**EXERCISE TASK**
Exclude the pictures, then copy all remaining records exactly.
====== SOURCE RECORDS ======
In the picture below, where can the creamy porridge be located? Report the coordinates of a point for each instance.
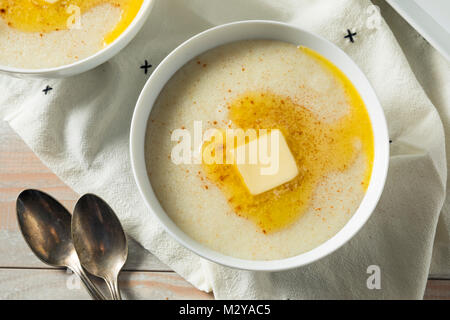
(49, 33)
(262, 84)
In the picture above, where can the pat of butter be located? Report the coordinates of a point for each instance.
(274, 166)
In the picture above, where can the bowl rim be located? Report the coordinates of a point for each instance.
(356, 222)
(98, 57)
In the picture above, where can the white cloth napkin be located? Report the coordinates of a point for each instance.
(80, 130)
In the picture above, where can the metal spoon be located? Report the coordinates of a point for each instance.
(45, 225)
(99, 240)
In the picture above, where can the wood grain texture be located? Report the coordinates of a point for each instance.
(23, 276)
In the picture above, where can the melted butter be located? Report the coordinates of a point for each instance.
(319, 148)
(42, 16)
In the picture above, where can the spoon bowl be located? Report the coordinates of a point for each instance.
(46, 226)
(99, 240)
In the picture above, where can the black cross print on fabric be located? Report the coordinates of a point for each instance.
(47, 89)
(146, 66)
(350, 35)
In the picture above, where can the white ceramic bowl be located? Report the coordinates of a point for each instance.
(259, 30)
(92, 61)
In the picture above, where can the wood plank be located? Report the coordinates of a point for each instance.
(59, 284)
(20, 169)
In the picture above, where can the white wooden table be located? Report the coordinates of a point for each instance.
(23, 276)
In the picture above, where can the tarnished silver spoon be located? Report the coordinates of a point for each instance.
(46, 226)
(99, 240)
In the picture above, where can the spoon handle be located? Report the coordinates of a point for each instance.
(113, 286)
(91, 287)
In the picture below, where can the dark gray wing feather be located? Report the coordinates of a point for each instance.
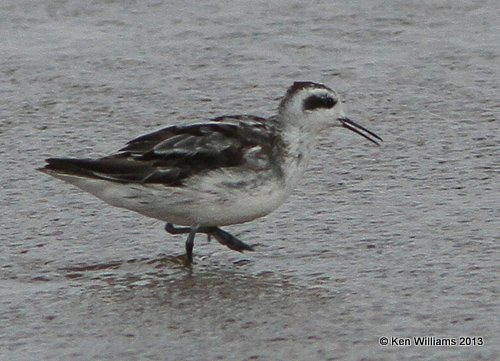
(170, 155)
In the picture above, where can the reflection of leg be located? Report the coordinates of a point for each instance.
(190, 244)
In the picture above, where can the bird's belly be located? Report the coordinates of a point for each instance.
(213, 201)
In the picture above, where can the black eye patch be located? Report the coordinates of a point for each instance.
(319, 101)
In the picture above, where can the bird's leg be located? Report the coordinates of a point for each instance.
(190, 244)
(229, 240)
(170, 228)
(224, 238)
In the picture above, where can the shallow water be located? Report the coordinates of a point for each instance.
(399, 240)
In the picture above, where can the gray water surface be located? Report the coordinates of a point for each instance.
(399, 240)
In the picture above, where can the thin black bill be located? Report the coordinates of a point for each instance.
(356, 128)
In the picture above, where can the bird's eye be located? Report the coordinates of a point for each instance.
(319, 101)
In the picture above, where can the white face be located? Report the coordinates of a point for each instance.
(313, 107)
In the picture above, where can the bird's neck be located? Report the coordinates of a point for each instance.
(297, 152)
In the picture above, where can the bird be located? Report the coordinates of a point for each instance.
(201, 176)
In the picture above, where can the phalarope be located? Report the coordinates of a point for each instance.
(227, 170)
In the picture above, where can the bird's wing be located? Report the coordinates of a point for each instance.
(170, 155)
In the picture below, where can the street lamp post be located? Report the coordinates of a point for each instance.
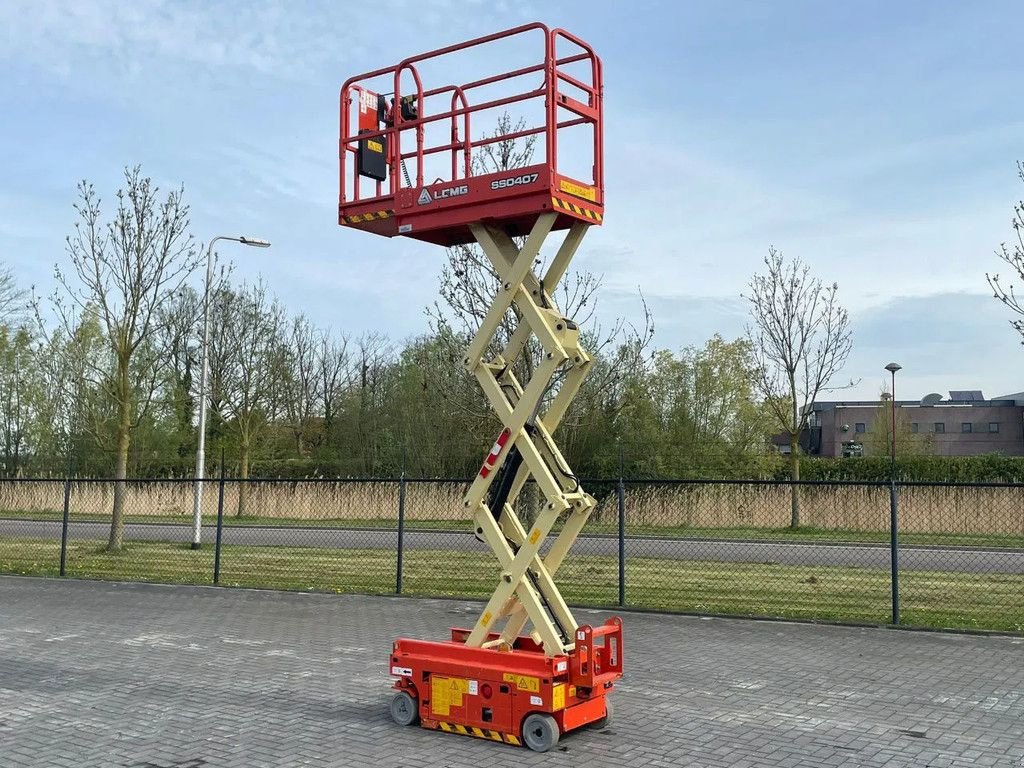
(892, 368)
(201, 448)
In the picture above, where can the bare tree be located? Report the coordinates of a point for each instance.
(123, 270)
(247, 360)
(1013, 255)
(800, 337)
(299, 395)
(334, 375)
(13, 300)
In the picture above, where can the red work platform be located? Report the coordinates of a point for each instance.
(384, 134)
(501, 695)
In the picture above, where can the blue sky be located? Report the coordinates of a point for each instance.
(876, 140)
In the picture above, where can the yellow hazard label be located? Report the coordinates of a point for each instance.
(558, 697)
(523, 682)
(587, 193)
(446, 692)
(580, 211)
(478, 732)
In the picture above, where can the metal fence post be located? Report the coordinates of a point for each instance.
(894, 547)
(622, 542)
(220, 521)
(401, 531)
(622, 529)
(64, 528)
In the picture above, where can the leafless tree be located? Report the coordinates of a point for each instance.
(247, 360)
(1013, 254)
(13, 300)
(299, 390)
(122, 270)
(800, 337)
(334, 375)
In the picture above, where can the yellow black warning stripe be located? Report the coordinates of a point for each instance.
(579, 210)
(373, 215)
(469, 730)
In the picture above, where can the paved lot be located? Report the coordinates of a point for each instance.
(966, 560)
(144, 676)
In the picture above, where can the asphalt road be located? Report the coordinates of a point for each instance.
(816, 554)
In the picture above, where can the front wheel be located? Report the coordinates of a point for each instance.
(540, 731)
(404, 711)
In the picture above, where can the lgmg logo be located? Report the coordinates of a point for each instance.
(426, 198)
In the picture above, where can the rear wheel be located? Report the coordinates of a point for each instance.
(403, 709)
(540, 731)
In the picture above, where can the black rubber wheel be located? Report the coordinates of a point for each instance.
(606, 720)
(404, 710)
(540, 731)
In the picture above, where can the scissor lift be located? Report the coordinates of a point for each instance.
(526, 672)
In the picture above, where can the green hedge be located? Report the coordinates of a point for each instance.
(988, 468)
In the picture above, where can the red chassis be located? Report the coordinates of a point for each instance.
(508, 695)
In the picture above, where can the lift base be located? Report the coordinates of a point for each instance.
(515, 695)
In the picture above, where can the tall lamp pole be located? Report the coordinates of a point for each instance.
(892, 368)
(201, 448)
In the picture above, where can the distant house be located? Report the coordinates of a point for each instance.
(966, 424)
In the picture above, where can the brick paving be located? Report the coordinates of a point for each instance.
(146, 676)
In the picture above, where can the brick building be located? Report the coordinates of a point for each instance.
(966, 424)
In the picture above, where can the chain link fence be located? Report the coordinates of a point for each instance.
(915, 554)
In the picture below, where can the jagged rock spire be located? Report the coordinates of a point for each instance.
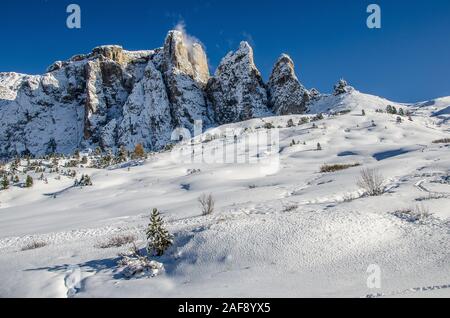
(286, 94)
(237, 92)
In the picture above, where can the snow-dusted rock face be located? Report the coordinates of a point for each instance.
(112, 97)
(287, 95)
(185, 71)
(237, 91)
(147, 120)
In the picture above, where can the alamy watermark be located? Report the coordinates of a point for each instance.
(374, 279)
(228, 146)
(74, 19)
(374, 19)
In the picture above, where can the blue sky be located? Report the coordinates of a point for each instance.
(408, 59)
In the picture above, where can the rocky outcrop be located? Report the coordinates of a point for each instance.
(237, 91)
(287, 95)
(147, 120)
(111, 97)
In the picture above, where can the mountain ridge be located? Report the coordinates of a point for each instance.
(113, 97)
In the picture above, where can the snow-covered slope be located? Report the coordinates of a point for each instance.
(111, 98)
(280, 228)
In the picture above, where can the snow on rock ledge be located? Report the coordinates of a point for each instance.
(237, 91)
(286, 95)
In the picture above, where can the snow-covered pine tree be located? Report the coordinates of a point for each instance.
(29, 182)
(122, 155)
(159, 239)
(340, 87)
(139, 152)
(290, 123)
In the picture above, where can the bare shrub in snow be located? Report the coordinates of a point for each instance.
======
**ANSWER FOR THIS EXERCISE**
In the picture below, where can the creamy porridge be located? Report the coordinates of a point for each instance.
(49, 33)
(262, 84)
In the picture above, where can the pat of butter be located? Report the coordinates of a point for each instance.
(274, 166)
In the picture above, where can the bowl rim be located? Report the coordinates of a point for each instance.
(356, 222)
(98, 57)
In the picture above, where can the white cloth napkin be located? Report the coordinates of a point for each instance.
(80, 130)
In the picture above, where can the metal spoon be located? Report the coordinates of a point for each instance.
(45, 225)
(99, 240)
In the picture above, where can the wood grain texture be located? Report the coordinates of a point for each instance.
(23, 276)
In the picture above, where can the melted butter be located? Report the coordinates of a point for each instance.
(319, 148)
(42, 16)
In the picture above, where can the spoon bowl be located? Report the coordinates of a point for each instance.
(46, 226)
(99, 240)
In the picture above, where can the black cross print on fabric be located? Report the coordinates of a point for each instance.
(47, 89)
(146, 66)
(350, 35)
In the picture above, where can the white ceramic bowl be located? Report the coordinates of a point for each instance.
(259, 30)
(92, 61)
In the picture above, where can the wood plank be located? Report the coordinates of a point for each instance.
(59, 284)
(20, 169)
In the picture above, where can the white wooden table be located? Report the coordinates of a point for each instance.
(23, 276)
In the picture above, where can the tarnished silver spoon be located? Report the coordinates of a point for each instance.
(46, 226)
(99, 240)
In the picture above, where can the spoon handle be located? Report the coordinates of a point for each instance.
(113, 286)
(91, 287)
In the picture below, where can the dark gray wing feather be located? Report the coordinates of a point for each instance.
(170, 155)
In the picture above, where can the reflection of leg be located? Report the coordinates of a point for each instance.
(190, 244)
In the picture above, where can the bird's belly be located? Report the coordinates of a point for each instance.
(213, 201)
In the picture above, where can the black eye patch be located? Report the coordinates of a point for each instance.
(319, 101)
In the picture above, where can the bird's leg be located? Report the coordinates of a point for each instance.
(190, 244)
(229, 240)
(170, 228)
(224, 238)
In the picture above, where can the shallow water be located? Report the coordinates of a point for each instance.
(399, 240)
In the picture above, where can the gray water surface be located? Report the coordinates of a point for each instance.
(399, 240)
In the picture above, where can the thin black bill be located? Report the coordinates of a point for each instance.
(356, 128)
In the picture above, where can the bird's eye be located? Report the coordinates of a point for each instance.
(319, 101)
In the picture above, where can the white face be located? Report the coordinates of a point for each instance.
(313, 107)
In the picture above, where can the bird's neck be located? Report the coordinates of a point for each instance.
(297, 152)
In the picture above, where can the bird be located? Report the coordinates of a point for each instance.
(201, 176)
In the picture above, where can the phalarope be located? Report the coordinates of a point for each instance.
(227, 170)
In the picture above, where can the bird's wing be located? Report the coordinates of a point for each instance.
(170, 155)
In the picture below, where can the street lamp post be located? Report the coordinates of a point for each instance.
(892, 368)
(201, 448)
In the picture above, where can the bare tree be located? Report the coordinates of a point for each instance.
(123, 270)
(247, 360)
(1013, 255)
(800, 337)
(299, 395)
(334, 375)
(13, 300)
In the picture above, where can the red work platform be located? Report the coordinates of a point for each instance.
(384, 134)
(501, 695)
In the picture above, where can the blue sky be located? Report the coordinates of a point for each instance.
(876, 140)
In the picture above, where can the yellow hazard label be located? Report the coordinates of a point for each instance.
(558, 697)
(523, 682)
(587, 193)
(446, 692)
(580, 211)
(478, 732)
In the picture above, where can the metal fence post be located? Report the coordinates of a point for each instance.
(894, 547)
(622, 542)
(220, 521)
(401, 531)
(622, 529)
(64, 528)
In the picture above, where can the leafless tree be located? Report the coordinates of a point for each instance.
(247, 360)
(1013, 254)
(13, 300)
(299, 390)
(122, 270)
(800, 337)
(334, 375)
In the picture above, where can the yellow black warning stripe be located? Report the coordinates of a point for each instance.
(579, 210)
(373, 215)
(469, 730)
In the picture above, where can the paved lot be located? Report the coordinates of a point for each instance.
(966, 560)
(144, 676)
In the picture above, where can the asphalt road be located? Report the coordinates of a point for each instance.
(816, 554)
In the picture above, where can the front wheel be located? Report the coordinates of a point for each instance.
(540, 731)
(404, 711)
In the picture above, where can the lgmg logo be located? Report the coordinates of a point for each instance.
(426, 198)
In the picture above, where can the rear wheel be located? Report the coordinates of a point for each instance.
(403, 709)
(540, 731)
In the picture above, where can the black rubber wheel be located? Report the coordinates of a point for each instance.
(606, 720)
(404, 710)
(540, 731)
In the picture above, where can the scissor lift be located? Report the coordinates of a point for each instance.
(526, 672)
In the picture above, where can the green hedge be located? Report the coordinates of a point for each instance.
(988, 468)
In the picture above, where can the red chassis be located? Report the coordinates of a point for each instance.
(508, 695)
In the picture above, where can the lift base be located? Report the coordinates of a point for each instance.
(515, 695)
In the picture above, where can the tall lamp pole be located? Report the coordinates of a point for each instance.
(892, 368)
(201, 448)
In the picture above, where can the distant house be located? Report the coordinates of a point for each instance.
(966, 424)
In the picture above, where can the brick paving be located? Report the coordinates of a point for each instance.
(146, 676)
In the picture above, where can the brick building be located? Report the coordinates of a point for each instance.
(966, 424)
In the picture above, where can the chain link fence be located? Report the coordinates of a point for each instance.
(915, 554)
In the picture below, where can the jagged rock spire be located? Report the coordinates of a point for each instance.
(286, 94)
(237, 92)
In the picture above, where can the snow-dusted rock face be located? Report the coordinates of a point for each instance.
(112, 97)
(287, 95)
(185, 71)
(237, 91)
(147, 120)
In the picture above, where can the alamy watermark be located? Report the coordinates of a point for each instance.
(374, 279)
(228, 146)
(74, 19)
(374, 19)
In the picture above, where can the blue sky be located? Report the coordinates of a point for each instance.
(408, 59)
In the picture above, where can the rocky outcrop be located? Report the coordinates of a point for each instance.
(237, 91)
(287, 95)
(147, 120)
(111, 97)
In the picture above, where can the mountain ridge be located? Report the coordinates of a point for each instance.
(113, 97)
In the picture above, where can the snow-covered slope be located? Report the coordinates of a point for each instance.
(111, 98)
(280, 228)
In the picture above, where can the snow on rock ledge be located? Report the coordinates of a point for each instance.
(237, 91)
(286, 95)
In the picture above, where can the snow-covered pine tree be located? Report the coordinates of a point for each instance.
(29, 182)
(122, 155)
(159, 239)
(340, 87)
(139, 152)
(290, 123)
In the picture above, where can the bare shrub in snow be located? Report the coordinates of a point for each instance.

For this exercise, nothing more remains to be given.